§ **Activity list**:
1. In the article about illegal use of cold medication, change "concoction" to "mixture" in the part that begins at the words "Celebrities, music videos" and ends after "have tried Sizzurp.", and give that part again.
2. Render this sentence from the article about illegal use of cold medication in Spanish: "Police say since they started tracking purchases of cough syrup, arrests have gone up and illegal usage has gone down."
3. According to the article about illegal use of cold medication, what is the most a person can buy in a month?
(Beginning of Passage provided)
Police cracking down on illegal use of cold medication

Cold remedies in their purest intention were created to assist patients in their recovery when feeling sick.

If you go to your local drug store to purchase cold medication when battling a nasty cough or flu, you’ve probably noticed it’s not as easy as it used to be.

“Sudafedrin is the main ingredient in   Methamphetamine, which is meth. They buy the cold medicine then they extract the sudafedrin from those cold medicines then they start the process of making methamphetamine,” Marquette City Police Patrols Operations Captain Blake Rieboldt said.

Providing a Drivers license or some sort of ID is mandatory and your name and information is entered into a local database.  You are allowed to purchase 3.6 grams of cold tablets each day.  One package can contain anywhere from .6 grams to 3.6 grams which could  put you at your limit for the day and you cannot exceed 9 grams a month.

“When we go to a pharmacy we can look up what and who is purchasing the sudafedrin or cold medicines, we can go to each pharmacy and produce those records,” Rieboldt said.

Along with the tablet form, cough syrup has also become popular for use in a street-made drink called “Sizzurp,” “Texas Tea”, or “Purple Drank.”

“What’s so frightening about this form of getting high is that a few innocent items found in your household cabinets such as cough syrup, lemon–lime soda and a few hard dandies can lead to very disastrous results.”

Celebrities, music videos and songs such as “Sippin’ Codeine” and “Sippin’ on some Syrup/Sizzurp” have popularized the concoction.

“There are a lot of people who abuse cough syrup just to get hi and because they think it is cool. Three 6 Mafia is a pretty popular group and I think they are the main ones promoting it,” Jeremy Jones said, who knows people who have tried Sizzurp.

“I’m over age so I can purchase alcohol legally.  I’d rather go do something that I am legally able to do on the weekend,” Dana Smolinske said.  “I’d rather concentrate on my studies than go out and get high.”

Police say since they started tracking purchases of cough syrup, arrests have gone up and illegal usage has gone down.
(End of Passage provided)
(Beginning of Record extracts)
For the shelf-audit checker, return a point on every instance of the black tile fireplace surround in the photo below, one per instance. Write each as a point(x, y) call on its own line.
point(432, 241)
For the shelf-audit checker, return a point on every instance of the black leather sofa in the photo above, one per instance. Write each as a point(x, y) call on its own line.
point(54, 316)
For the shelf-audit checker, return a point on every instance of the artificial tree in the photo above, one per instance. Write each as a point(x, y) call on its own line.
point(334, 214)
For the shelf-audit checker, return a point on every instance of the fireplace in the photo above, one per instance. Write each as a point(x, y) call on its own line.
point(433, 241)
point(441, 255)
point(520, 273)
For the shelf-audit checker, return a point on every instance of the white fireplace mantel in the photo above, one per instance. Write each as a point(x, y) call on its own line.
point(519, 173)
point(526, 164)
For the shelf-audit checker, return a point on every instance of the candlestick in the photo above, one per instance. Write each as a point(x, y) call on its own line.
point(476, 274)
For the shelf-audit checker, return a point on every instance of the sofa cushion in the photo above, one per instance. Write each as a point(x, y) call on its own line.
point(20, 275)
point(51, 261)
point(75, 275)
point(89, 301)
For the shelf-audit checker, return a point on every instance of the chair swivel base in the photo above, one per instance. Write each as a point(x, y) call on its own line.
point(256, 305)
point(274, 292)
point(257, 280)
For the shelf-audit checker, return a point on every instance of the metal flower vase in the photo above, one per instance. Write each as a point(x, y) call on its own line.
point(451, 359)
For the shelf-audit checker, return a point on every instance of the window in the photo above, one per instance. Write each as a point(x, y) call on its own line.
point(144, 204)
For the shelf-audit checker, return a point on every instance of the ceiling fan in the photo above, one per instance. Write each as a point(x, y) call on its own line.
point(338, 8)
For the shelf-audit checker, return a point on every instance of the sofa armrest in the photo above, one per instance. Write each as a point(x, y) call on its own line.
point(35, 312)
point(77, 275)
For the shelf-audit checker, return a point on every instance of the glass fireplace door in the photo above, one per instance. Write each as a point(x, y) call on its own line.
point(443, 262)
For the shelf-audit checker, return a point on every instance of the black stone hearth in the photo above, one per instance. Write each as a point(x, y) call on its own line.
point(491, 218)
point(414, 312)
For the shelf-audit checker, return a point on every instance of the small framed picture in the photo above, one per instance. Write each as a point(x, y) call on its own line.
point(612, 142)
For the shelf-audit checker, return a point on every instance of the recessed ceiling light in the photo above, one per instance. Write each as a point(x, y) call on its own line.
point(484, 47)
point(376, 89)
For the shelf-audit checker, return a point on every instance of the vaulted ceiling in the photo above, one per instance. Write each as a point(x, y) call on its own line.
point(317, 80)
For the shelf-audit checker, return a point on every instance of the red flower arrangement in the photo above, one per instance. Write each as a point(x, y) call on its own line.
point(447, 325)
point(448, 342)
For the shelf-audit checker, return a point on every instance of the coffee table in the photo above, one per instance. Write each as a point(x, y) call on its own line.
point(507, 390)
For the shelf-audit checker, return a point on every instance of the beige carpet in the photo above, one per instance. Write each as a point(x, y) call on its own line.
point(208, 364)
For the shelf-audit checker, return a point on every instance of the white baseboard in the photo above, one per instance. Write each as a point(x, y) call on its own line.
(End of Record extracts)
§ **Solution list**:
1.
Celebrities, music videos and songs such as “Sippin’ Codeine” and “Sippin’ on some Syrup/Sizzurp” have popularized the mixture.

“There are a lot of people who abuse cough syrup just to get hi and because they think it is cool. Three 6 Mafia is a pretty popular group and I think they are the main ones promoting it,” Jeremy Jones said, who knows people who have tried Sizzurp.

2. La policía dice que, desde que comenzaron a rastrear las compras de jarabe para la tos, los arrestos han aumentado y el uso ilegal ha disminuido.

3. A person cannot exceed 9 grams a month.